--- To do ---
Reproduce, word for word, the stretch of the college rankings post below from "So, to this" through "see the results!".

--- Selected text ---
+===+
Unnaturally Long Attention Span: January 2006

It's that time of year again when many people are deciding which college they should attend come fall. Whether they are a high school senior, aspiring professional, or seasoned veteran seeking an MBA, the ultimate decision of which college is based largely on reputation.

The perennial data source for college ratings that most students turn to is the US News America's Best Colleges Rankings. Despite the limited usefulness of reading rankings, there is only so much information you can get from first-hand experience. Taking the campus tour, talking with students and doing your own due diligence is about as far as you can go short of attending the school. The US News ranking methodology is based on many factors: peer assessment, faculty resources, selectivity, class sizes, and financial aid, among many others. What does it really mean to rank a list of schools? I can define a personal value function for determining which school I prefer to and by doing pairwise comparisons, I can sort a list of schools based on which would be the most beneficial to my personal goals. However, you can imagine though that an integration of these value functions over a large sample of students would pretty quickly create a ranking distribution that was rather flat. While the US News Rankings strive to give a complete overall view of the school, there are few weaknesses to its method. Some of these weaknesses have stirred criticism for the rankings by both students and colleges.

First, many of the metrics are subjective, such as peer assessment and selectively. This allows for "smoothing out" of the rankings to what the editors expect by "reinterpreting" the selectivity.

My major problem with the US News rankings, however, is that they are not free. In fact, only the top few schools rankings are viewable. Too see the whole list you have to pay $14.95.

So, to this end, I've decided to try my hand at generating my own rankings. Since I'm no expert in the field of evaluating colleges, I'm going to cheat and use statistical learning techniques. I'm going to do this with the help of just Google and some open source software. You won't even have to pay $14.95 to see the results!

First off, I found a list of American Universities from the Open Directory. I parsed out this page with a quick hand-written wrapper to get the names and URLs. Now, the fun part. What kind of "features" should I use for evaluating each school? This is where a bit of editorial control comes to bear. I wanted to capture the essence of what the US News methodology used, but I wanted to do this in a completely automated way using Google. So for each feature, I defined a Google Search query (shown in brackets) that would give me a rough approximation of that particular attribute:

Peer assessment [link:www.stanford.edu] - This is how some search engines approximate "peer assessment", by counting the number of other pages citing you
Size [site:www.stanford.edu] - a larger school would have a larger web, right? =)
+===+
--- Data below ---
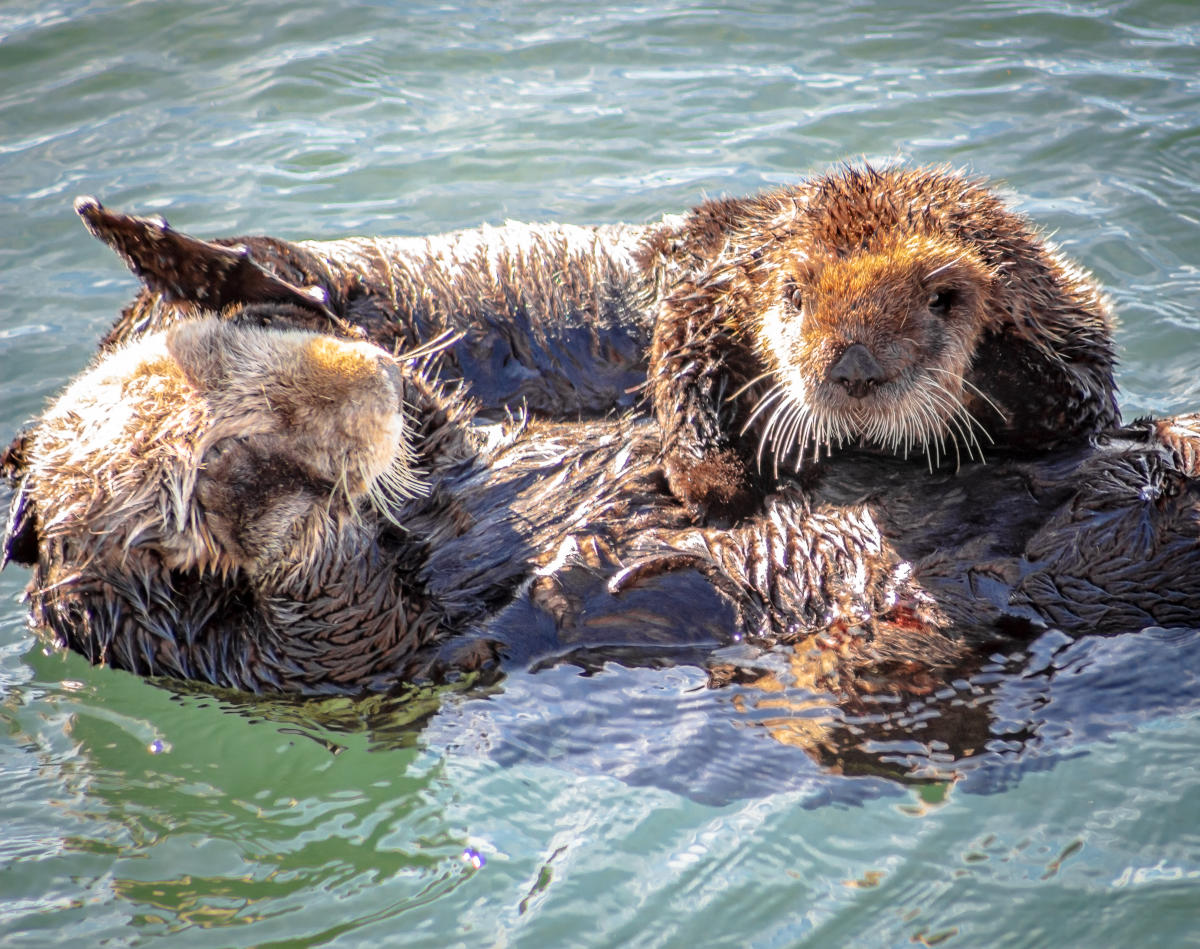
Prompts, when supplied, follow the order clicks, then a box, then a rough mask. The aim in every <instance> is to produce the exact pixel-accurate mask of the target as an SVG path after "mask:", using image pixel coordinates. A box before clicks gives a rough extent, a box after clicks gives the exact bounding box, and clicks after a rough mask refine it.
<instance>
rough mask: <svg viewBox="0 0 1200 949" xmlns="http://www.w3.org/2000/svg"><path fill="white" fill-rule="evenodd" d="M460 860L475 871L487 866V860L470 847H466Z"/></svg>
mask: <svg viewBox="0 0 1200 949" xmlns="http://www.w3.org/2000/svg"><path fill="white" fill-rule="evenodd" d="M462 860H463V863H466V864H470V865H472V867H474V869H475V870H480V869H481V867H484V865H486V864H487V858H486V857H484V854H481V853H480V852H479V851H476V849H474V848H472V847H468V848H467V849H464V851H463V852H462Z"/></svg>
+===+
--- Answer ---
So, to this end, I've decided to try my hand at generating my own rankings. Since I'm no expert in the field of evaluating colleges, I'm going to cheat and use statistical learning techniques. I'm going to do this with the help of just Google and some open source software. You won't even have to pay $14.95 to see the results!